What to do —
Filter the data below for the string "target" and copy each matching line.

Records from a data collection:
****
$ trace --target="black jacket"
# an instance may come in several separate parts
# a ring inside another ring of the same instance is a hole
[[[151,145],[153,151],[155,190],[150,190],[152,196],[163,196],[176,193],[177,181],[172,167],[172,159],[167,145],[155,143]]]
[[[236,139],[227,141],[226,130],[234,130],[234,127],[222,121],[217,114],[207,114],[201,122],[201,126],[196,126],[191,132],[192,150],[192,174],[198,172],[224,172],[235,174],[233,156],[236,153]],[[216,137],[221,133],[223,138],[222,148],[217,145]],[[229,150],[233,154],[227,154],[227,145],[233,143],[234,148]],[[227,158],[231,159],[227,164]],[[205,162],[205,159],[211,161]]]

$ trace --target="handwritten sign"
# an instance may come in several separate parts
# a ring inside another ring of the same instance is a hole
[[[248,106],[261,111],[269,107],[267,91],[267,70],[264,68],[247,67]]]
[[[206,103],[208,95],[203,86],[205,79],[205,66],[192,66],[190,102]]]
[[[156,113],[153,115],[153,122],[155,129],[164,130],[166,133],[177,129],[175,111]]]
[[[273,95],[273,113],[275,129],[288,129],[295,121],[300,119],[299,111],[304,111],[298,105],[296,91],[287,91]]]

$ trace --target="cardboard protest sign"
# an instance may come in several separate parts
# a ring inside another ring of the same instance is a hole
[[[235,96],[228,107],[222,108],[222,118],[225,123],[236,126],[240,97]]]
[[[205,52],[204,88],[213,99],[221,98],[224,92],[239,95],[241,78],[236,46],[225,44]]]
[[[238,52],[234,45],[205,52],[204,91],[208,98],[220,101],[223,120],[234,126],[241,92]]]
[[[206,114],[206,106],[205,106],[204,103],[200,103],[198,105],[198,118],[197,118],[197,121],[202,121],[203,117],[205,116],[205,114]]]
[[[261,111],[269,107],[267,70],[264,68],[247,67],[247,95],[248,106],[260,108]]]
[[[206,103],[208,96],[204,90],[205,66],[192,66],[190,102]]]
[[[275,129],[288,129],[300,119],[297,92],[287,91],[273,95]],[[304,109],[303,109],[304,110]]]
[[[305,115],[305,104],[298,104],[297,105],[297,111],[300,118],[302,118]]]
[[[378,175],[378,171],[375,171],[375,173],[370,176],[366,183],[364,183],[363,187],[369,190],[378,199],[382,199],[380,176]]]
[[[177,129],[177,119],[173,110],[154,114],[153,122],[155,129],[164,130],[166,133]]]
****
Your response —
$ trace --target="black jacket"
$ trace --target="handwritten sign"
$ trace --target="cardboard protest sign"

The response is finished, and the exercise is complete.